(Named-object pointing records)
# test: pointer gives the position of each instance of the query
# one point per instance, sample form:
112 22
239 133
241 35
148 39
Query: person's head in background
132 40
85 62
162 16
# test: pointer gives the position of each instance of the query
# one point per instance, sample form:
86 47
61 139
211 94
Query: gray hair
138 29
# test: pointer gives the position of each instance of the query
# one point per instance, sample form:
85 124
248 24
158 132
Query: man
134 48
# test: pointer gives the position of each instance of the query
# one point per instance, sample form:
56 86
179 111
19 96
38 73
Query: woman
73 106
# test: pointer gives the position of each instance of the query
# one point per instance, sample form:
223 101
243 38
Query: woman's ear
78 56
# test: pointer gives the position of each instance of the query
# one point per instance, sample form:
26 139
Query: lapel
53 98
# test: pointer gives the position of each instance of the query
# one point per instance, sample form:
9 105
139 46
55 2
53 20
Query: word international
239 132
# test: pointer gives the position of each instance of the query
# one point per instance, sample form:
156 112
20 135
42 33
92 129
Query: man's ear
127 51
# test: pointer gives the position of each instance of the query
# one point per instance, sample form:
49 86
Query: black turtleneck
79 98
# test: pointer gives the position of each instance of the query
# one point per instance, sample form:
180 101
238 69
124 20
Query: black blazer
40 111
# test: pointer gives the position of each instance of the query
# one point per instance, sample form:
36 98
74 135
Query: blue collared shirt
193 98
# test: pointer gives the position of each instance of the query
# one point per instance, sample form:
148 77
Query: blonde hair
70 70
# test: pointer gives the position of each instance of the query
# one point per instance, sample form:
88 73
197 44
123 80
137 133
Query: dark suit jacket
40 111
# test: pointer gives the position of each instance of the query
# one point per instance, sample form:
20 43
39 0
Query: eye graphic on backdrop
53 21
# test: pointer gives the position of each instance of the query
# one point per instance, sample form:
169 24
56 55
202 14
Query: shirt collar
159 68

__Written task__.
Your task is to repeat every line exactly.

__Output below__.
# test: pointer gives the position of each instance of the query
# one point per instance, sample form:
112 22
239 133
241 35
148 39
Query: person's head in background
132 40
85 62
162 16
# test: pointer gives the position of each instance of the query
# one point per instance, sample form:
86 47
61 139
211 94
Query: gray hair
138 29
# test: pointer gives the position of each instance of the query
# one point per instance, sample form:
85 124
248 24
158 132
Query: man
134 48
# test: pointer gives the position of each instance of the query
# one point per instance, sample form:
56 86
179 111
19 96
38 73
Query: woman
73 106
# test: pointer gives the position of each instance of the query
# one point per instance, sample form:
223 101
243 38
Query: woman's ear
78 56
# test: pointer gives the position of each instance of the query
# one point per instance, sample form:
26 139
Query: lapel
53 98
# test: pointer gives the position of each instance of the query
# one point per instance, sample form:
9 105
139 46
55 2
53 20
Query: word international
239 132
# test: pointer gives the position of each instance of the query
# one point per instance, sample form:
156 112
20 135
42 33
92 129
Query: man's ear
127 51
# test: pointer gives the position of each instance of the query
# one point per instance, sample form:
49 86
Query: black turtleneck
79 98
# test: pointer gives the position of each instance of the query
# one point per instance, sample form:
180 101
238 69
124 20
Query: black blazer
40 111
# test: pointer gives the position of each instance of the query
# one point per instance, sample form:
36 98
74 135
Query: blue collared shirt
193 98
# test: pointer gives the position of each instance of the query
# one point per instance, sample form:
148 77
Query: blonde hair
70 70
# test: pointer gives the position of each instance of the query
# one point per instance, sample form:
88 73
197 44
123 80
137 133
Query: dark suit jacket
40 111
# test: pointer gives the position of each instance of the query
# one point per instance, sample form:
20 43
39 0
Query: eye graphic on backdrop
53 21
# test: pointer gives the position of each instance of the query
# one point per instance, sample form:
169 24
56 55
202 14
Query: shirt collar
159 68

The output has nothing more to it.